**Document extract:**
### All LSAT Logic Games Resources

## Example Questions

### Example Question #21 : Solving Three Variable Logic Games

Annie is packing her things to move. She has six objects left to pack: a globe, a microscope, a telescope, a fossil, a Bunsen burner, and an hourglass. She has three boxes left and wants to put exactly two objects in each box. Her packing choices are restricted to the following limits:

The microscope and the telescope cannot be in the same box.

The hourglass must be placed in the box directly after the globe.

If the fossil is in the second box, the Bunsen burner must be in the first box.

The first box cannot contain the fossil.

If the globe is in the same box as the fossil, what must be true?

**Possible Answers:**

The hourglass must be in the first box.

The globe must be in the third box.

The telescope must be in the first box.

The microscope must be in the fourth box.

The Bunsen burner must be in the first box.

**Correct answer:**

The Bunsen burner must be in the first box.

**Data shown:**
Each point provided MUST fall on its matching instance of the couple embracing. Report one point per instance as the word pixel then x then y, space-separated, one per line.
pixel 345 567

**What is asked:**
Answer these questions about the packing puzzle:
1. How many objects does Annie have left to pack?
2. Which object must be placed in the box directly after the globe?
3. What is given as the correct answer?

**Correct result:**
1. Six
2. The hourglass
3. The Bunsen burner must be in the first box.